Aim of the task >> Your answer should be the lines below from the one holding "Objective — one point per instance of the jersey" through the one holding "Objective — one point per instance of the navy undershirt", copied exactly and with nothing else.

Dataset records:
########################################
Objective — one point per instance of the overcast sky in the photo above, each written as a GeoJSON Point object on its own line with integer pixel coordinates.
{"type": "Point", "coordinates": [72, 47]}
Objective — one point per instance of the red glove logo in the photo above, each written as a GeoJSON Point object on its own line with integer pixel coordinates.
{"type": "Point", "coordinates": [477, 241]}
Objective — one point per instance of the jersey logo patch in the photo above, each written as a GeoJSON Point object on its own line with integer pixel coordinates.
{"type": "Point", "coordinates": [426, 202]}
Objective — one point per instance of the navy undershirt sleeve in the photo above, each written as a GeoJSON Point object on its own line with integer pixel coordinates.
########################################
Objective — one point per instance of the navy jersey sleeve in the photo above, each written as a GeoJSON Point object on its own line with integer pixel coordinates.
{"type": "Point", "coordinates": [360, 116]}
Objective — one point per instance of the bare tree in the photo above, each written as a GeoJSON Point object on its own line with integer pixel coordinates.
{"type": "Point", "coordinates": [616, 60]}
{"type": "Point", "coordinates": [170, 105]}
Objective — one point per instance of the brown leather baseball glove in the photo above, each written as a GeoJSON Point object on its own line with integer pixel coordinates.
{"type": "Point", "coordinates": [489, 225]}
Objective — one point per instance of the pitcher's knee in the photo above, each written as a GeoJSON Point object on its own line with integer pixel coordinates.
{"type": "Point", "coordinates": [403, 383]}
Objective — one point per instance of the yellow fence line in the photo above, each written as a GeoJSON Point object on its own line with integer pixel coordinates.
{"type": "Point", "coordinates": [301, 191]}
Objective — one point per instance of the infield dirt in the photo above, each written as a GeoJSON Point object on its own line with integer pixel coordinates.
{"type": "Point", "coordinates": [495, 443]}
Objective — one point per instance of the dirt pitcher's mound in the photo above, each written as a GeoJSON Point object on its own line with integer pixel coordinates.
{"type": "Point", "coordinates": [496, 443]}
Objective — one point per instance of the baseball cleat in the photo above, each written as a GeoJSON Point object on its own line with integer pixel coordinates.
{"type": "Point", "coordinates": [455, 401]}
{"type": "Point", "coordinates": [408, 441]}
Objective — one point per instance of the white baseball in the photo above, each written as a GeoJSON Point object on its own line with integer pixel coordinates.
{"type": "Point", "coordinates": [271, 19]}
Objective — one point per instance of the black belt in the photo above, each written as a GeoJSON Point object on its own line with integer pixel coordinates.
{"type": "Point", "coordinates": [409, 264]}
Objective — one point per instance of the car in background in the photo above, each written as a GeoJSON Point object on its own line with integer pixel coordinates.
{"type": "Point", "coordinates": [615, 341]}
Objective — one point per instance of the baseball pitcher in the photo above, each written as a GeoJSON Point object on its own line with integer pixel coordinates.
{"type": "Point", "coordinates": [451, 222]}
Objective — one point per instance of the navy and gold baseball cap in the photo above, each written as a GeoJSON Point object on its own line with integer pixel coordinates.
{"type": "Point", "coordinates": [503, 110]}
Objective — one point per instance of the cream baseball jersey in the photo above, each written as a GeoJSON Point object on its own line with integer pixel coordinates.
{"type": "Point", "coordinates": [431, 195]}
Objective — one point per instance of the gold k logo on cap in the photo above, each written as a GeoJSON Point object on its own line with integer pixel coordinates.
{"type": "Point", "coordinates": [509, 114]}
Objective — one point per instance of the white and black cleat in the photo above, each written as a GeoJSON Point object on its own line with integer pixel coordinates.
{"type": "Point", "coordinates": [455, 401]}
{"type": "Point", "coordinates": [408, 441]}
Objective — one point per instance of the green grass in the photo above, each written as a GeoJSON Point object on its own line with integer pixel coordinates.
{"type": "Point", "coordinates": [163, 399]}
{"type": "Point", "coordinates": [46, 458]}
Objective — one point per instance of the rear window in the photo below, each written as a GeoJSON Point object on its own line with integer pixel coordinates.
########################################
Task response >>
Objective — one point per instance of the jersey logo patch in the photo above, each written as a GeoJSON Point object on its own line with integer pixel coordinates.
{"type": "Point", "coordinates": [426, 202]}
Objective — one point per instance of the navy undershirt sleeve in the photo above, each written as a GeoJSON Point object on its own line with integer pixel coordinates.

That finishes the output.